What you need to do = All of the records should be reproduced word for word, but no images may appear in the copy.

Records from a collection:
################
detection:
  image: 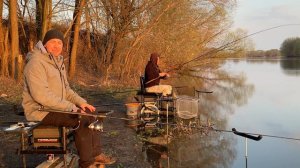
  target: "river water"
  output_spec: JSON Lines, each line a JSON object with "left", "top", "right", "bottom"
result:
{"left": 224, "top": 58, "right": 300, "bottom": 168}
{"left": 151, "top": 58, "right": 300, "bottom": 168}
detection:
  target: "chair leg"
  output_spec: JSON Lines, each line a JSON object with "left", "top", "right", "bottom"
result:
{"left": 22, "top": 154, "right": 26, "bottom": 168}
{"left": 63, "top": 154, "right": 67, "bottom": 168}
{"left": 142, "top": 95, "right": 145, "bottom": 104}
{"left": 21, "top": 132, "right": 27, "bottom": 168}
{"left": 62, "top": 127, "right": 67, "bottom": 168}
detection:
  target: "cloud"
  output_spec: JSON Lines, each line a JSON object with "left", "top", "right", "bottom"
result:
{"left": 233, "top": 0, "right": 300, "bottom": 50}
{"left": 264, "top": 5, "right": 300, "bottom": 23}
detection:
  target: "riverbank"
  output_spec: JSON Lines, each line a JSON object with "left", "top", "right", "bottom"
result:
{"left": 0, "top": 77, "right": 154, "bottom": 168}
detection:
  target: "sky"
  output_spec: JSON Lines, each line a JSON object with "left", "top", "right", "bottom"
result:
{"left": 233, "top": 0, "right": 300, "bottom": 50}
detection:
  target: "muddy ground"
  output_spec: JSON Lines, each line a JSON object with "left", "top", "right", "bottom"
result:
{"left": 0, "top": 87, "right": 157, "bottom": 168}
################
Solution below =
detection:
  image: 
  target: "river water"
  output_spec: JSON Lines, each line a JSON object with "left", "top", "right", "bottom"
result:
{"left": 224, "top": 58, "right": 300, "bottom": 168}
{"left": 151, "top": 58, "right": 300, "bottom": 168}
detection:
  target: "chair leg"
  output_spec: JSON Lines, each line a JSON object with "left", "top", "right", "bottom"
result:
{"left": 22, "top": 154, "right": 26, "bottom": 168}
{"left": 63, "top": 154, "right": 67, "bottom": 168}
{"left": 142, "top": 95, "right": 145, "bottom": 104}
{"left": 21, "top": 132, "right": 27, "bottom": 168}
{"left": 62, "top": 127, "right": 67, "bottom": 168}
detection:
  target: "cloud"
  output_spec: JSON Lines, each line a JSON object with "left", "top", "right", "bottom"
result:
{"left": 233, "top": 0, "right": 300, "bottom": 50}
{"left": 264, "top": 5, "right": 300, "bottom": 23}
detection:
  target: "riverbank"
  output_spec: JSON Lines, each line a JSON object with "left", "top", "right", "bottom"
result:
{"left": 0, "top": 77, "right": 154, "bottom": 168}
detection:
  target: "sky"
  output_spec: JSON Lines, each line a JSON object with "left", "top", "right", "bottom"
result:
{"left": 233, "top": 0, "right": 300, "bottom": 50}
detection:
  target: "muddy ground"
  output_spec: JSON Lines, each line a JSON object with "left", "top", "right", "bottom"
result:
{"left": 0, "top": 87, "right": 157, "bottom": 168}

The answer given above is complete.